_Exercise directions_:
Collect every line in the rows below that contains the word "negative", and copy each of those lines out in full.
+-------+
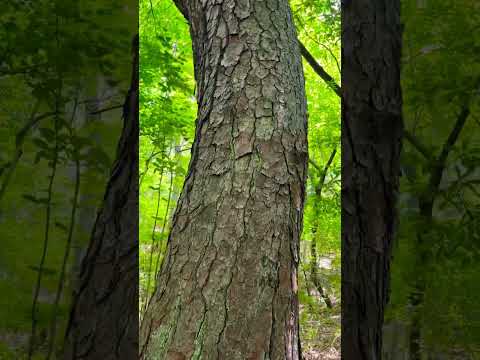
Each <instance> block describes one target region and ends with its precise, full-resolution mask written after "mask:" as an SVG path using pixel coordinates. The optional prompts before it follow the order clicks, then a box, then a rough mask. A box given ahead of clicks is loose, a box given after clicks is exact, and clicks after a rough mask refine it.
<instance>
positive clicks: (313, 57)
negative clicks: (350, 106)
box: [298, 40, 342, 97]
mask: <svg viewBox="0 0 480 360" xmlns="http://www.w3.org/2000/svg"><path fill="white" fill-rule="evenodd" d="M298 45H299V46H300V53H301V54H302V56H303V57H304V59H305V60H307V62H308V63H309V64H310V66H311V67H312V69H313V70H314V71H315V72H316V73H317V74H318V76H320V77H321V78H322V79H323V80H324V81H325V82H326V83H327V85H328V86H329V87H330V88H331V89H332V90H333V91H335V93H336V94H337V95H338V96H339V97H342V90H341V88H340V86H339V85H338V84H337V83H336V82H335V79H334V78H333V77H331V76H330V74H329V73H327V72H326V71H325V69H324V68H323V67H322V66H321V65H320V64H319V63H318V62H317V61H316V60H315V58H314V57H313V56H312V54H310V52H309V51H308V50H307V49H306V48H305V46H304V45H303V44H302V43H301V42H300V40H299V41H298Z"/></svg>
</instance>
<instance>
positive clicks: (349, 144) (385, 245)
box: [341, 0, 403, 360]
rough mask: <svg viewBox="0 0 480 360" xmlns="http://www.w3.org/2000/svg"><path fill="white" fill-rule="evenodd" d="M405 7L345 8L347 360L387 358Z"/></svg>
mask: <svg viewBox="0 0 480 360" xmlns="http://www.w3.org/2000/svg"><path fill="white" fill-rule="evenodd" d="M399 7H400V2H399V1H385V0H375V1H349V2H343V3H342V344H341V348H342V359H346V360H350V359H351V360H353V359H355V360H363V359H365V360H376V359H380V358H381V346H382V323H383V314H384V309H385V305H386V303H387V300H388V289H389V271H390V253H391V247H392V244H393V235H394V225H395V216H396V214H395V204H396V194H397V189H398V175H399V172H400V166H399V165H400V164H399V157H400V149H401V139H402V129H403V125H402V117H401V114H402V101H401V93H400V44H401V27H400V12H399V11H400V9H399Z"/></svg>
+-------+
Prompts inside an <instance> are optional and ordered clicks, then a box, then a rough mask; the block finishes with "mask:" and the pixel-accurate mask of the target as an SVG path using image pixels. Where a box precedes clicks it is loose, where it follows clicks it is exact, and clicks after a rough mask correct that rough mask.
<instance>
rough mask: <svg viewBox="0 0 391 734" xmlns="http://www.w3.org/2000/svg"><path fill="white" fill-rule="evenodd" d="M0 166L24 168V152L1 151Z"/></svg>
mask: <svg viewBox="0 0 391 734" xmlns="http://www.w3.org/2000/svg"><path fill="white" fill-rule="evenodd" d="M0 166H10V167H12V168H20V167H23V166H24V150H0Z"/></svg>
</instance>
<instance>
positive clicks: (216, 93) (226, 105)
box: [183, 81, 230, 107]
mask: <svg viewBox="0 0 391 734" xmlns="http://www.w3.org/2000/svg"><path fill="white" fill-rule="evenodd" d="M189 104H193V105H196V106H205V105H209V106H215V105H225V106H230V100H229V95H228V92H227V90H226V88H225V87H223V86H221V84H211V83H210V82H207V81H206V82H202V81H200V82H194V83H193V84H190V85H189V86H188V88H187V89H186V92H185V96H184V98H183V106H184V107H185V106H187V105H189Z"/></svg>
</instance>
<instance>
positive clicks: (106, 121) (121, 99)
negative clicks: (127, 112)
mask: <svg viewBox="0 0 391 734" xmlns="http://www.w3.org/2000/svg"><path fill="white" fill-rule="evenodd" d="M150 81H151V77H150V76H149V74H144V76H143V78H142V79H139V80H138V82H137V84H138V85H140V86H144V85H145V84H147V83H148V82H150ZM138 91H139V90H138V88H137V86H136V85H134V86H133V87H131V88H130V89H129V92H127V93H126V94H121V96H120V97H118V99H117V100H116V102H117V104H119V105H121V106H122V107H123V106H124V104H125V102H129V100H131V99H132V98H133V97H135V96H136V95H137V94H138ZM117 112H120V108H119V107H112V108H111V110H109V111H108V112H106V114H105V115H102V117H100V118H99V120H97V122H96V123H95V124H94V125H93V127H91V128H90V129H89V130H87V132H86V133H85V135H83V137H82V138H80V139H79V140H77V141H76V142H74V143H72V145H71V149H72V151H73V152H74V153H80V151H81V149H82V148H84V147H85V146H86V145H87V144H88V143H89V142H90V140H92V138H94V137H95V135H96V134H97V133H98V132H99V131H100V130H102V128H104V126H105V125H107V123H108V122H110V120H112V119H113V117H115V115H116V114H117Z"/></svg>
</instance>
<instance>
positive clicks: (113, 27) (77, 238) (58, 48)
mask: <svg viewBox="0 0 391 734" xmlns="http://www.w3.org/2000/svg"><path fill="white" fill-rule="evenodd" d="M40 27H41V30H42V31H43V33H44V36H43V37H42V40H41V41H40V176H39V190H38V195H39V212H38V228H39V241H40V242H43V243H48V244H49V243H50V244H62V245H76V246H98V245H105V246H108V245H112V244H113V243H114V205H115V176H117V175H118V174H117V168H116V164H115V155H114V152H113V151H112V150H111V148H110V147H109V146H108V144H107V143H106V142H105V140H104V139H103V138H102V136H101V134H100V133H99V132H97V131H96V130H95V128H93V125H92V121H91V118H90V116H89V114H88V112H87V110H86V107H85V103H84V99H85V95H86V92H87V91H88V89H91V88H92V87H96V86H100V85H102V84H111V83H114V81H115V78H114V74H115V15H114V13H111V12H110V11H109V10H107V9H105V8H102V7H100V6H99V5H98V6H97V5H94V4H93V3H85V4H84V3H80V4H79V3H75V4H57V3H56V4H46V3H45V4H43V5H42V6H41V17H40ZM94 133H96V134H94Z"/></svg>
+-------+
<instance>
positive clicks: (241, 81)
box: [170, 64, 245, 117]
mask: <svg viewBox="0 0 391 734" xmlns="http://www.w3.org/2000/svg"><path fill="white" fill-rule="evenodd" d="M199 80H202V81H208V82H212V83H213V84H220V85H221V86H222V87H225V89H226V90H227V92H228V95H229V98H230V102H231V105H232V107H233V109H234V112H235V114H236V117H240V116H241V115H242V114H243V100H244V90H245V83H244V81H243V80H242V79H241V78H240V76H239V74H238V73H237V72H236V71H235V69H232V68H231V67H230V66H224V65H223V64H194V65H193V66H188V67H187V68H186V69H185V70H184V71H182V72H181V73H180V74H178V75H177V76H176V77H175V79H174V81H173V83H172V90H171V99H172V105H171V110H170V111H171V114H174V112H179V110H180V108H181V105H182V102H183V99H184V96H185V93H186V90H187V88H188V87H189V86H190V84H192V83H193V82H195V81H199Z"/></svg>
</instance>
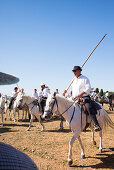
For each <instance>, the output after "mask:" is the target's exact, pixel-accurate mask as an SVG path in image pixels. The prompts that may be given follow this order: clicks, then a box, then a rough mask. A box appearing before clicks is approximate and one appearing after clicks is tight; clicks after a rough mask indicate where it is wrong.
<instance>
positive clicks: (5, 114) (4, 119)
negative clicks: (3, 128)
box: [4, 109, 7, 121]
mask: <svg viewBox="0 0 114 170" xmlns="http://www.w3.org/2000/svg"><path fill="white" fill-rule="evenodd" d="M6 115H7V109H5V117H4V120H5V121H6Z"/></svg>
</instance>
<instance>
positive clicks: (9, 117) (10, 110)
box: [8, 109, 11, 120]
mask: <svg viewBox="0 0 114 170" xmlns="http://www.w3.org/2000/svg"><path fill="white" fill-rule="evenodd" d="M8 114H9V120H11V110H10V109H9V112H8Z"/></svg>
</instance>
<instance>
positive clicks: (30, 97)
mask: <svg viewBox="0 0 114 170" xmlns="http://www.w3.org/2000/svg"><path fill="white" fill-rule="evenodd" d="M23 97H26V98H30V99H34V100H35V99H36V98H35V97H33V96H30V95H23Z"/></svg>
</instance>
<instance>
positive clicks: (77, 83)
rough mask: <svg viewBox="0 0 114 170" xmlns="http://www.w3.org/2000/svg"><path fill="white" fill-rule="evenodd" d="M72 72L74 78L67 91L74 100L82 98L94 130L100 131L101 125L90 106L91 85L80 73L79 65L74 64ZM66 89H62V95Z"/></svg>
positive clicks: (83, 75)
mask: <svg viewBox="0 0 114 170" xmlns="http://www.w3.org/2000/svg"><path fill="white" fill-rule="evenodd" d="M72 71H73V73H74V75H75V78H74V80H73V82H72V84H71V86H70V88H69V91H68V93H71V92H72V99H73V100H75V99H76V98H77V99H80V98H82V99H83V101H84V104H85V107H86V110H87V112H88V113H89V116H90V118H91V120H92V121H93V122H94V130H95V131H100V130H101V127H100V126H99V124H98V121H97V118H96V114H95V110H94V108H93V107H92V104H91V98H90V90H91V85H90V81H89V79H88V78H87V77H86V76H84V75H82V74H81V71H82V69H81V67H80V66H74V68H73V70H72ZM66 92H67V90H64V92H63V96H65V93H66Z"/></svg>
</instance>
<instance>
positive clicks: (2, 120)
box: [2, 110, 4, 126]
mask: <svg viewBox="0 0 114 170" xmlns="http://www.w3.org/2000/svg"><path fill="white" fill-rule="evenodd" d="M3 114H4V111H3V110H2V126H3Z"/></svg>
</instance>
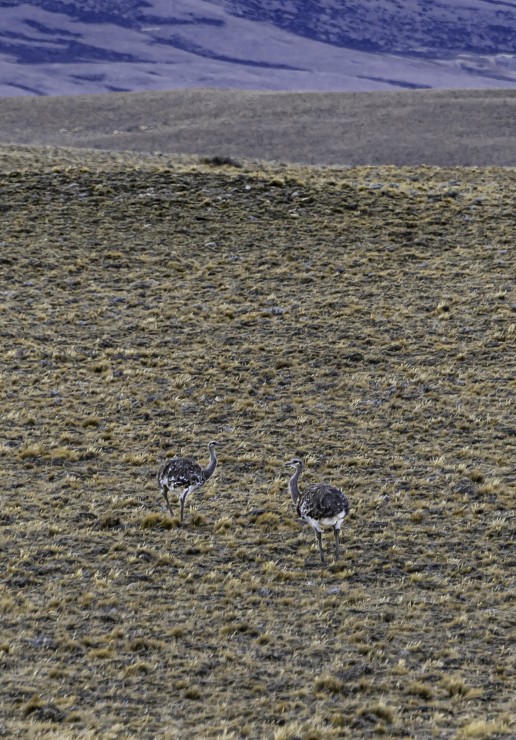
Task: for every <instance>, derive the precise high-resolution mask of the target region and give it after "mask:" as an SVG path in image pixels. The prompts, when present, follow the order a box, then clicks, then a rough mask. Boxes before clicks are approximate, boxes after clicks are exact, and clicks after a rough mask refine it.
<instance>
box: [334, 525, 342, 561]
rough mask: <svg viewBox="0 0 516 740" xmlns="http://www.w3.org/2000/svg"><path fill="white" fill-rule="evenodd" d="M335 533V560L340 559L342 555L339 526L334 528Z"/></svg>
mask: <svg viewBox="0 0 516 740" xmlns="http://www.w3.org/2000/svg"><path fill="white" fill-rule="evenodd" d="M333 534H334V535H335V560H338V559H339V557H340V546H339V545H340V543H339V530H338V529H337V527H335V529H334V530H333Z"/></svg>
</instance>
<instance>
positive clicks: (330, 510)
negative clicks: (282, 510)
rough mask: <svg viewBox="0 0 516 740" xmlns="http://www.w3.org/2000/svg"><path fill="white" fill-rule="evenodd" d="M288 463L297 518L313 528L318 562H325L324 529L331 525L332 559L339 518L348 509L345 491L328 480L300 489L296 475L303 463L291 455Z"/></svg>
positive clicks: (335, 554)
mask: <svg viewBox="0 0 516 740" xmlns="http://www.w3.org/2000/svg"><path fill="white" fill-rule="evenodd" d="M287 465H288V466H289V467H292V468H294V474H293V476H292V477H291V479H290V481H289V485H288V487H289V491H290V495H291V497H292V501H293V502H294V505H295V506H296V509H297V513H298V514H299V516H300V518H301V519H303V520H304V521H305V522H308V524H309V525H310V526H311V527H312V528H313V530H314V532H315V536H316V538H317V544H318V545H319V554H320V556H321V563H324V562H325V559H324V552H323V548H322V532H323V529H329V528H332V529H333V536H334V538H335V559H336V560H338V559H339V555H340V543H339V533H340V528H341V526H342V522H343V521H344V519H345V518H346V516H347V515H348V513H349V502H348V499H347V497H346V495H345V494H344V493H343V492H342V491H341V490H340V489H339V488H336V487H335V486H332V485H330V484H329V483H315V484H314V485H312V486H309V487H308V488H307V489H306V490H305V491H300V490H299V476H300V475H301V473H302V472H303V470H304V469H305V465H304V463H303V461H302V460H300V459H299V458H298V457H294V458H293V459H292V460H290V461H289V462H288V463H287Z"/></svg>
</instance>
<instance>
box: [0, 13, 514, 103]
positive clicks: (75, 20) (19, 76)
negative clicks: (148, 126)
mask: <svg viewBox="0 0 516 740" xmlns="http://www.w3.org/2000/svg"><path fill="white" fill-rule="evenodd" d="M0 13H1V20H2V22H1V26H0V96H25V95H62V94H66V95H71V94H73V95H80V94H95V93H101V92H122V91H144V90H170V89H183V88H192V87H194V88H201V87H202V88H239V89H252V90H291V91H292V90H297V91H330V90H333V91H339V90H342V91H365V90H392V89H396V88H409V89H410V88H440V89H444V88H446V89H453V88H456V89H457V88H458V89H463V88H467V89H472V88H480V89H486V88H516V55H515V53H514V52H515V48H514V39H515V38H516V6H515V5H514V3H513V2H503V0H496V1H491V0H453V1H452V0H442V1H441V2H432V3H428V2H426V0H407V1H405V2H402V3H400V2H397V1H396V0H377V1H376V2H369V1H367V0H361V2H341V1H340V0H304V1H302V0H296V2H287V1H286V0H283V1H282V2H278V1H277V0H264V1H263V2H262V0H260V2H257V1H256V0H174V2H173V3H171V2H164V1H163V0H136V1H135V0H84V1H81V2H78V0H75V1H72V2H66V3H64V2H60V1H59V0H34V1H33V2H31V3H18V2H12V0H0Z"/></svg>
+-------+
_Result for this task_:
negative clicks: (350, 106)
negative clicks: (127, 112)
negative clicks: (3, 128)
negative clicks: (282, 510)
negative clicks: (148, 126)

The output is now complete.